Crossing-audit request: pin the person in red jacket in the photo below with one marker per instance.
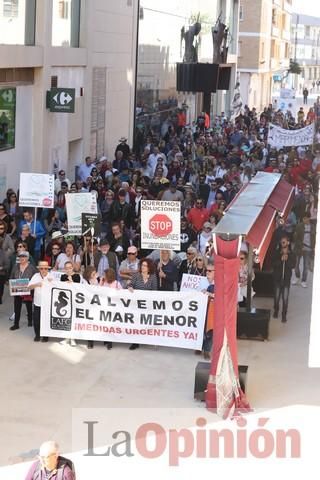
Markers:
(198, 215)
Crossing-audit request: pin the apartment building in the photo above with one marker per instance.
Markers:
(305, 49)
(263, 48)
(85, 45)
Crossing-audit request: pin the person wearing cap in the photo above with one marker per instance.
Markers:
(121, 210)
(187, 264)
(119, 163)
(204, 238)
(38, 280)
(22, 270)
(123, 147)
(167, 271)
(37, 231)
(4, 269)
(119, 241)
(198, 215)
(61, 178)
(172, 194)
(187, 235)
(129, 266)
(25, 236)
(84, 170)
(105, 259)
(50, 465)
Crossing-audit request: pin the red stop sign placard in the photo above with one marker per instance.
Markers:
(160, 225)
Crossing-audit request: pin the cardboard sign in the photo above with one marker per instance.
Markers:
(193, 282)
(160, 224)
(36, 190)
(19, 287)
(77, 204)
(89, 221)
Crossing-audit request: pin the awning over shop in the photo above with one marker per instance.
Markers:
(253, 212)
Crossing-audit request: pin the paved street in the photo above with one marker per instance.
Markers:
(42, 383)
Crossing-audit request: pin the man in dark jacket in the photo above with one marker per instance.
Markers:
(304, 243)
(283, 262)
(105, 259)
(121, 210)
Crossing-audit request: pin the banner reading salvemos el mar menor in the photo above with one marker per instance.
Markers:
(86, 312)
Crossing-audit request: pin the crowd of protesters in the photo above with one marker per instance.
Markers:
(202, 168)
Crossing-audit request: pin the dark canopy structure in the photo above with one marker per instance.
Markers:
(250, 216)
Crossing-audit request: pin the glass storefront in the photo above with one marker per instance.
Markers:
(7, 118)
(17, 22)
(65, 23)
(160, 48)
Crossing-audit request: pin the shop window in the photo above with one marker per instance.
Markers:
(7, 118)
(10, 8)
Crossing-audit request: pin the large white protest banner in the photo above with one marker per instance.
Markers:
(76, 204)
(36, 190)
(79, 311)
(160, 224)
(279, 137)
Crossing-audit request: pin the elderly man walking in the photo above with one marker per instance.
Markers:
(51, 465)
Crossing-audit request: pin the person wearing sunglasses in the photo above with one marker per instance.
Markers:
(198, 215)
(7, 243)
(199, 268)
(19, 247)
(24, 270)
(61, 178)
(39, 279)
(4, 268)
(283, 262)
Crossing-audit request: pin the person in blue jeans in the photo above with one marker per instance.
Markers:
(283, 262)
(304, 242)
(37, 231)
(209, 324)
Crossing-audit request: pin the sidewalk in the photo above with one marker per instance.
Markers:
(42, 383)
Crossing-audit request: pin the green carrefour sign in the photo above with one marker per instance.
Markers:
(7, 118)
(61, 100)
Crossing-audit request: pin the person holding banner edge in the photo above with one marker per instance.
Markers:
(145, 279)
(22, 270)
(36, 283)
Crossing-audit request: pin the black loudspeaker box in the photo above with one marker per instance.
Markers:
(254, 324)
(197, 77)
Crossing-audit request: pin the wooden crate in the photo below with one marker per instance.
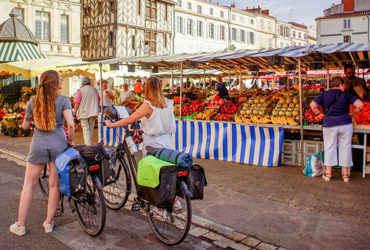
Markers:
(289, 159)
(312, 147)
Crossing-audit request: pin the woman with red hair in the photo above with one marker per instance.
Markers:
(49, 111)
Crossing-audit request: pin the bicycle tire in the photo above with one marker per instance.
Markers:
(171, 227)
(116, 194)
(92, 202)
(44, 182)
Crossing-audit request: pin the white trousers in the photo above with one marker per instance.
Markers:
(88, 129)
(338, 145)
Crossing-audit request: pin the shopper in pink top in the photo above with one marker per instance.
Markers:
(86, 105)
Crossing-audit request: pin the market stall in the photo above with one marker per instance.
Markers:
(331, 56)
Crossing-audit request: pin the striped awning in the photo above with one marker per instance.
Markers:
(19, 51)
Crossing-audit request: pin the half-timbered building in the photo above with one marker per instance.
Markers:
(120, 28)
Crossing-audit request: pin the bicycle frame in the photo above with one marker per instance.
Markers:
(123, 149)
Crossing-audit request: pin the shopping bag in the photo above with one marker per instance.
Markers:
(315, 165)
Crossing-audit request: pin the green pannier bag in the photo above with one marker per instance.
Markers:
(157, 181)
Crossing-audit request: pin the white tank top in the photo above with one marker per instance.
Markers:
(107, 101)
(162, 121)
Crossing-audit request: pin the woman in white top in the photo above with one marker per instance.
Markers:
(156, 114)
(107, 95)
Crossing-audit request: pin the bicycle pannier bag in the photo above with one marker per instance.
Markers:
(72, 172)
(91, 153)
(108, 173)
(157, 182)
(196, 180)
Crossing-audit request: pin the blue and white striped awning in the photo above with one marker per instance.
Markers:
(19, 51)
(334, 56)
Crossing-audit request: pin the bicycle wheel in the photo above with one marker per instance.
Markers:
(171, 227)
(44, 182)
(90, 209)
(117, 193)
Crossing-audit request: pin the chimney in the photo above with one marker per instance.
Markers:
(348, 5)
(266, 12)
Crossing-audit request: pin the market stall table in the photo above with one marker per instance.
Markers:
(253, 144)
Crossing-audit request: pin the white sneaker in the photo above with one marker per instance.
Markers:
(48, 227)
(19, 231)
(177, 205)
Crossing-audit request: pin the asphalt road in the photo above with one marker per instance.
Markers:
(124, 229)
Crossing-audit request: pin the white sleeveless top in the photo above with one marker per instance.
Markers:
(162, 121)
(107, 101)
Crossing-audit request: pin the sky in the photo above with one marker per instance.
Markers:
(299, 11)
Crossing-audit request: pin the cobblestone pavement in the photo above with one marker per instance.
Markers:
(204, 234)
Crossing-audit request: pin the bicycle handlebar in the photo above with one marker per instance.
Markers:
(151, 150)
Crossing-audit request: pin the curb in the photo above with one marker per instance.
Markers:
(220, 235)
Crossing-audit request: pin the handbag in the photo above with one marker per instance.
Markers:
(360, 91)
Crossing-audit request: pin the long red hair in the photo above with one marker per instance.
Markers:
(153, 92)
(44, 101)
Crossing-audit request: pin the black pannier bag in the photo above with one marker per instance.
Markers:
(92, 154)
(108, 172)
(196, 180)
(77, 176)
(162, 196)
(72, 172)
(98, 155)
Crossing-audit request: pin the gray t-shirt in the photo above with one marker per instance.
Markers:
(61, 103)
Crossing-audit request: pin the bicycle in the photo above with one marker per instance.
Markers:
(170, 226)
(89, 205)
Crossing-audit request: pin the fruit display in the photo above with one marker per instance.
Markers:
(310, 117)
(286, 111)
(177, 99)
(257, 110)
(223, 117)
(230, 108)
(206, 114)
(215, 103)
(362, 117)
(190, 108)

::::::::::

Among the lines above, find those holding "banner" and copy each one.

SOLUTION TO THE EXERCISE:
Crossing-audit request: pin the banner reading salvemos el mar menor in the photo above with one marker per instance.
Crossing-audit request: pin the large white protest banner in the photo above with one marker per instance.
Crossing-audit request: pin the person holding banner edge in the photo above with one marker per instance.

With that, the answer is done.